## [DESCRIPTION OF THE TASK]
Give back every record exactly, images excluded.

Spatial localization data:

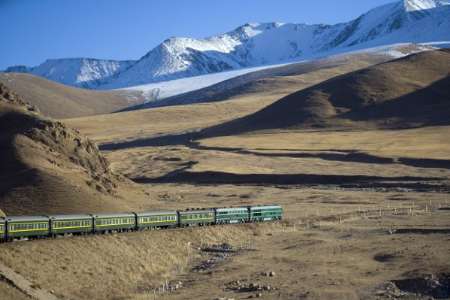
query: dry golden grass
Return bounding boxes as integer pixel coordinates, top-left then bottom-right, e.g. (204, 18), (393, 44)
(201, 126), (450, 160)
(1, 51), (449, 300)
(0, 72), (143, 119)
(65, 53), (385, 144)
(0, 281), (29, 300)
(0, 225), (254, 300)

## [ANSWER TO THE PROBLEM]
query: dry golden grass
Return bounding boxes as integer pixel coordinates, top-left then bottom-right, e.g. (204, 18), (393, 44)
(201, 126), (450, 160)
(1, 51), (449, 300)
(0, 72), (143, 119)
(65, 53), (385, 144)
(0, 281), (29, 300)
(0, 225), (254, 300)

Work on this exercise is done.